• TO BE DONE: Copy out the stretch of items from the first line through the line containing "left=912, top=106, right=1138, bottom=119", both included, with all their text. In the answers, offset every box coordinate by adding 31.
Start of SOURCE RECORDS
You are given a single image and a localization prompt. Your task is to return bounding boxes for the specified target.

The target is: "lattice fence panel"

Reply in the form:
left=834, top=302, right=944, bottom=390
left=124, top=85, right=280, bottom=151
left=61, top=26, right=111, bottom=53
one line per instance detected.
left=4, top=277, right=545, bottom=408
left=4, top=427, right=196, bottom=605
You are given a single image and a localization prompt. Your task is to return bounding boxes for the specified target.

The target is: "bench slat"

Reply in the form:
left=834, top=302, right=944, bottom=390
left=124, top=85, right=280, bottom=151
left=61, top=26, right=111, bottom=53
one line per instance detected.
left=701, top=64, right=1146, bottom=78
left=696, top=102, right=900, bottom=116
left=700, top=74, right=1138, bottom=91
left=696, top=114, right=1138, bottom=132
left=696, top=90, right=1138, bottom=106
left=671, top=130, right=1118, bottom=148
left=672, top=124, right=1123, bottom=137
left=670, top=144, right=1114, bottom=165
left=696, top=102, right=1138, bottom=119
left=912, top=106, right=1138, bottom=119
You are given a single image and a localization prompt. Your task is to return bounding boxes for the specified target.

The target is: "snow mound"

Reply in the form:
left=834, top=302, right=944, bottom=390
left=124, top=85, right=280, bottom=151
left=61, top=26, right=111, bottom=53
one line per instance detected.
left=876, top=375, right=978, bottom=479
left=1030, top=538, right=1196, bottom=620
End of SOURCE RECORDS
• WRITTEN ANSWER:
You are given a single image and a localization prompt. Your task is to return bounding boxes for the specified target.

The target is: "lattice fence panel"

Reply in the form:
left=834, top=302, right=944, bottom=390
left=124, top=85, right=280, bottom=151
left=61, top=26, right=111, bottom=53
one line per instance detected.
left=35, top=308, right=576, bottom=439
left=35, top=458, right=227, bottom=636
You are given a single image and a localization prompt. Your task is to return bounding boxes for the specified target.

The target is: "bench slat"

Reply in the form:
left=834, top=302, right=944, bottom=390
left=124, top=85, right=280, bottom=151
left=61, top=26, right=111, bottom=53
one line per instance detected.
left=732, top=95, right=1177, bottom=109
left=727, top=133, right=931, bottom=147
left=731, top=105, right=1169, bottom=122
left=727, top=145, right=1169, bottom=163
left=727, top=121, right=1169, bottom=137
left=702, top=161, right=1149, bottom=179
left=703, top=155, right=1154, bottom=168
left=701, top=175, right=1145, bottom=196
left=727, top=133, right=1169, bottom=150
left=943, top=137, right=1169, bottom=150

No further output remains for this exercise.